What the exercise asks: Give back exactly the lines starting at the one with "the wooden table" and ending at the last line of the data below. Pictures are not part of the copy.

-- start Recorded information --

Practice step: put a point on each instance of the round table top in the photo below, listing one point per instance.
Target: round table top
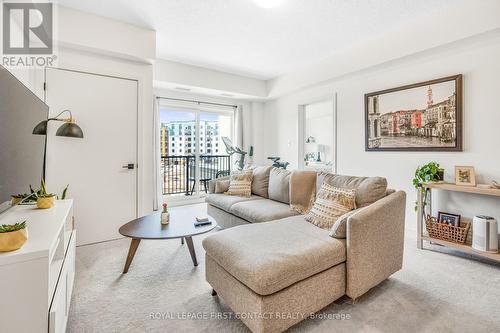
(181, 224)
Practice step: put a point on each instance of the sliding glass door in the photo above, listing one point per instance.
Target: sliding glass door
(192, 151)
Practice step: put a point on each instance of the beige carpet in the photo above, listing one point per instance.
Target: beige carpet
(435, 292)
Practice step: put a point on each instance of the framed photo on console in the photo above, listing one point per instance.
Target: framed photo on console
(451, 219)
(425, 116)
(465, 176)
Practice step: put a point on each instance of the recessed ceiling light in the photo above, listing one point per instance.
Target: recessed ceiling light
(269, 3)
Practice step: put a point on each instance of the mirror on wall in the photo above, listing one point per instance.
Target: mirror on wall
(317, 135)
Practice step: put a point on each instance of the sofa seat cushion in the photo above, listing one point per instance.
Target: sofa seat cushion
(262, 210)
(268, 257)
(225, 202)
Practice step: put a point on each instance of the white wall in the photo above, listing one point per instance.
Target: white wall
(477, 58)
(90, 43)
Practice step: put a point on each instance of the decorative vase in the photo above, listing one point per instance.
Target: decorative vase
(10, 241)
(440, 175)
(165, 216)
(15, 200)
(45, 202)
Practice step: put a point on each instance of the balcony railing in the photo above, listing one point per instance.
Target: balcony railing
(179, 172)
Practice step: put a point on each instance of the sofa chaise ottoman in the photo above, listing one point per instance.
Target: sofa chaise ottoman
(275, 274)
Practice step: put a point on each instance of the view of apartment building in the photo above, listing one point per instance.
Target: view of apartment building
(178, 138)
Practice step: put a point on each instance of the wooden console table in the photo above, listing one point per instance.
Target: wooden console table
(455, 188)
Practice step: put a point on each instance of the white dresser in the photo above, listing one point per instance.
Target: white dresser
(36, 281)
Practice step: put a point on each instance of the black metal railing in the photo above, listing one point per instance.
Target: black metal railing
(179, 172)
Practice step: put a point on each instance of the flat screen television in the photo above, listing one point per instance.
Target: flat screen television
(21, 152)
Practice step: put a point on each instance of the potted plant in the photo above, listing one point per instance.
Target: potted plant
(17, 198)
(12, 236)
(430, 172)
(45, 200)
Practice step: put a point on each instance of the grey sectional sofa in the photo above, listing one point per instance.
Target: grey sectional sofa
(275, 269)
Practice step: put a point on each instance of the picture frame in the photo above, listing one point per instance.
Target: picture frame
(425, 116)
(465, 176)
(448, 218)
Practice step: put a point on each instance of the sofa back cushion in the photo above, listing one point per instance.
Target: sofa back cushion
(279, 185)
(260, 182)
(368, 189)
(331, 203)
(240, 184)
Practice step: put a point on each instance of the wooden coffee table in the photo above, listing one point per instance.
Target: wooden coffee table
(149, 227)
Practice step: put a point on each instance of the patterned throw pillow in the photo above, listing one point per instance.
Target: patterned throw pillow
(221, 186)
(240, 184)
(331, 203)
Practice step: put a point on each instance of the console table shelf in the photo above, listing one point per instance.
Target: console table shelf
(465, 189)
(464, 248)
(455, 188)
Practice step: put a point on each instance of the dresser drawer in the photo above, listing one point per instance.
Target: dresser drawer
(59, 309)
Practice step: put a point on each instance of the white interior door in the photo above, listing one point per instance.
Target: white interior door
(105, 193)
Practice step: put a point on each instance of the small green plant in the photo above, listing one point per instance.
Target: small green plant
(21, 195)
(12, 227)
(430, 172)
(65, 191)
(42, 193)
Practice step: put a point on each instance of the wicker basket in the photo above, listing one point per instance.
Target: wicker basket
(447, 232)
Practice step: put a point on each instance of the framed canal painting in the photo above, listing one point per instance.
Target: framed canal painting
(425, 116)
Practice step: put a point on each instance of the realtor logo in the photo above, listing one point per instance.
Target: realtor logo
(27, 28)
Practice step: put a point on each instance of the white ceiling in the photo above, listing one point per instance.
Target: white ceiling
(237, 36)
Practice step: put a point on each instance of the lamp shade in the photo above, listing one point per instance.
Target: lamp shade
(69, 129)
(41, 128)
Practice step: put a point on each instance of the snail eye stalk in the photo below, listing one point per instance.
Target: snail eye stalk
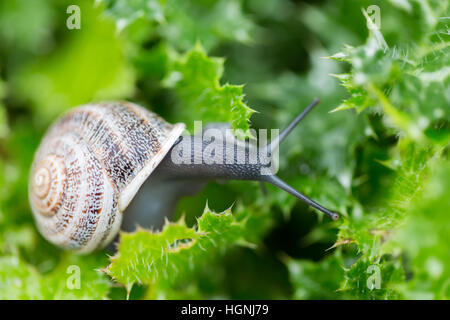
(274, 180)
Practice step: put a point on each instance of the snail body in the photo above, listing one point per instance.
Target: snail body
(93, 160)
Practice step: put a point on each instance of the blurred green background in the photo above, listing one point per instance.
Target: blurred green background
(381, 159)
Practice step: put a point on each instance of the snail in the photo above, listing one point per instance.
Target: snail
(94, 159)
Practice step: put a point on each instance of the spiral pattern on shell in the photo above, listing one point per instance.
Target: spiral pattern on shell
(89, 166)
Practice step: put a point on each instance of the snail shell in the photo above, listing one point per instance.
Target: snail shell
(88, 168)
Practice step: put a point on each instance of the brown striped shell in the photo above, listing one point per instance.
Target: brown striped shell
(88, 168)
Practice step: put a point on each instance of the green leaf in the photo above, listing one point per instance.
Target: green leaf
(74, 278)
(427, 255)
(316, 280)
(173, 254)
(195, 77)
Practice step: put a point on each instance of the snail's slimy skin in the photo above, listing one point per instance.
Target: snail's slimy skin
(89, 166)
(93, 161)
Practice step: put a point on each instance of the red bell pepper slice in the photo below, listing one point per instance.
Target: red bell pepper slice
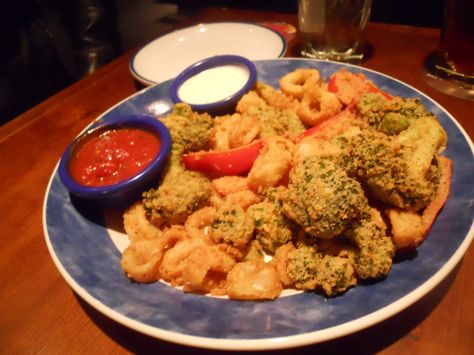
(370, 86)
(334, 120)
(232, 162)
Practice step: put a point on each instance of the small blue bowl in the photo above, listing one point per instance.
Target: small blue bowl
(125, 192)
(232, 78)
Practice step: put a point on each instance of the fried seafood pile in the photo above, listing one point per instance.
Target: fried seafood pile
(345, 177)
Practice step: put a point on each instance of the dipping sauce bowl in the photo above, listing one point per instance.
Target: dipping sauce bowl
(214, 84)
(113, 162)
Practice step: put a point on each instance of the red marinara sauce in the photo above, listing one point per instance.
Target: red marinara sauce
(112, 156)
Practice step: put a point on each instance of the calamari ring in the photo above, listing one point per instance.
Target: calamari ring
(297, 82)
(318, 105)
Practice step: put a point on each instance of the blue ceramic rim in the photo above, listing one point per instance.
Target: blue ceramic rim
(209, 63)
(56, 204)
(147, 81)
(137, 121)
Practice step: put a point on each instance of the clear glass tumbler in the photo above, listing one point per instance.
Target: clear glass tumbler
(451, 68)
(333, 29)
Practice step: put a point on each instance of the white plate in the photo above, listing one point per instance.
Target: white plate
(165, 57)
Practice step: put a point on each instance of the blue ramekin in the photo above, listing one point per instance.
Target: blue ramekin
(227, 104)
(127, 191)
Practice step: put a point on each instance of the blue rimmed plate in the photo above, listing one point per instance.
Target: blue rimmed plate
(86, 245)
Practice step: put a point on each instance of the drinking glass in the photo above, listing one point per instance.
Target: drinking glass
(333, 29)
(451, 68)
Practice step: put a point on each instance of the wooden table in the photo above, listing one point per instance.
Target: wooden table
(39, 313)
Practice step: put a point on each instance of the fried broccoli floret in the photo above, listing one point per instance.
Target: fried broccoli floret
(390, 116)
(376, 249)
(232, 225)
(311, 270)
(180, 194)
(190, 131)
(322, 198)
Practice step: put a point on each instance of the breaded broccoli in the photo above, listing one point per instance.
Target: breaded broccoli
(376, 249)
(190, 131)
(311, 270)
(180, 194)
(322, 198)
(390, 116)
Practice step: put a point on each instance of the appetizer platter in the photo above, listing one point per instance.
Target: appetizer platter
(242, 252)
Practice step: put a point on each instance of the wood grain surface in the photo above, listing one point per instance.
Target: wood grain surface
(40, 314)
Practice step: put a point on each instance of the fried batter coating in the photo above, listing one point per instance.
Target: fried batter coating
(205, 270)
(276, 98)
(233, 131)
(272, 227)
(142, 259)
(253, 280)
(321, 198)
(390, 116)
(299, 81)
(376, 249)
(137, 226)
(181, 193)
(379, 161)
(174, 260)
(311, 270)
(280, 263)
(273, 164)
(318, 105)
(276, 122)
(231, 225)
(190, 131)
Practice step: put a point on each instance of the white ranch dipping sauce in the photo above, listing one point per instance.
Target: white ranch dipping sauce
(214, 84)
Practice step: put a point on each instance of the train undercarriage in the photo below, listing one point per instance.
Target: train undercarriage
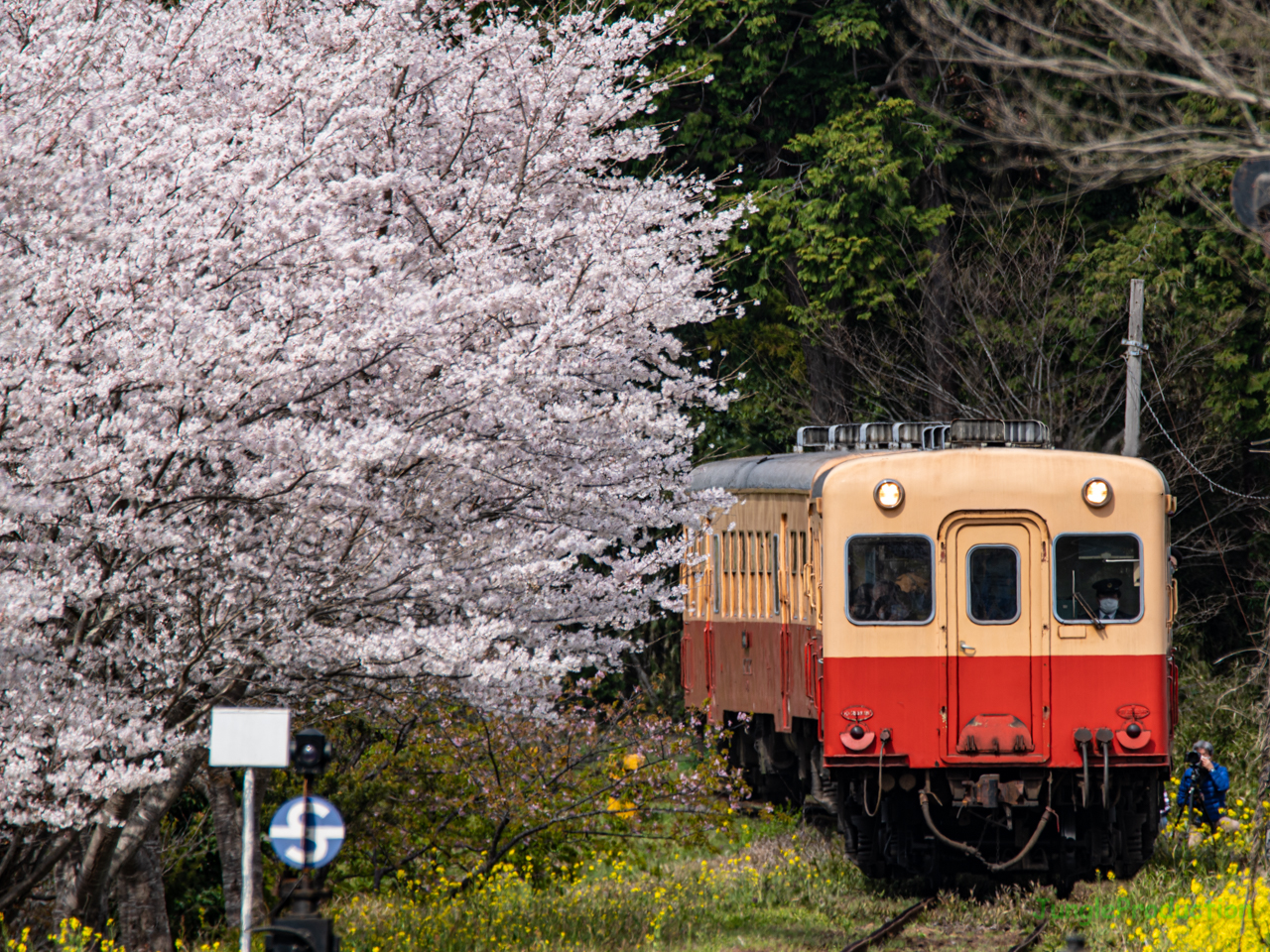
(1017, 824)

-- end Recorded information --

Problem solution:
Practice step: put a point on each instance of the wooden table in the photo above, listing one point per instance.
Target: wooden table
(39, 313)
Practice step: put a point on each instance of the fried broccoli floret in the photo above, listing one point per instance.
Target: fried broccoli floret
(390, 116)
(376, 249)
(232, 225)
(311, 270)
(180, 194)
(190, 131)
(322, 198)
Practice step: put a point on each instance of the breaded broccoli in the photo above, listing one point per instance.
Target: breaded broccoli
(376, 249)
(190, 131)
(311, 270)
(180, 194)
(322, 198)
(390, 116)
Practice step: put a point on each instance of the appetizer platter in the photo above, listing one point per instance.
Target: appetizer platter
(242, 252)
Practice step: put a point on each instance of the wood grain surface in the photo above, listing one point per instance.
Target: wood grain surface
(40, 314)
Practice step: put a point on each instance of the fried batter coating in the photo above, listing one point per instance.
Target: fried batter coating
(205, 270)
(276, 98)
(233, 131)
(272, 227)
(142, 259)
(253, 280)
(321, 198)
(390, 116)
(299, 81)
(376, 249)
(137, 226)
(181, 193)
(379, 161)
(174, 260)
(311, 270)
(280, 263)
(273, 164)
(318, 105)
(276, 122)
(231, 225)
(190, 131)
Practice step: put a point on each instance of the white ranch dipping sauce in the photo above, listing one point per instance.
Target: white ranch dipping sauce
(214, 84)
Practice step: put a point on each instance of the train undercarriage in the photo below, listing one point per instance.
Target: train undercarriage
(1017, 824)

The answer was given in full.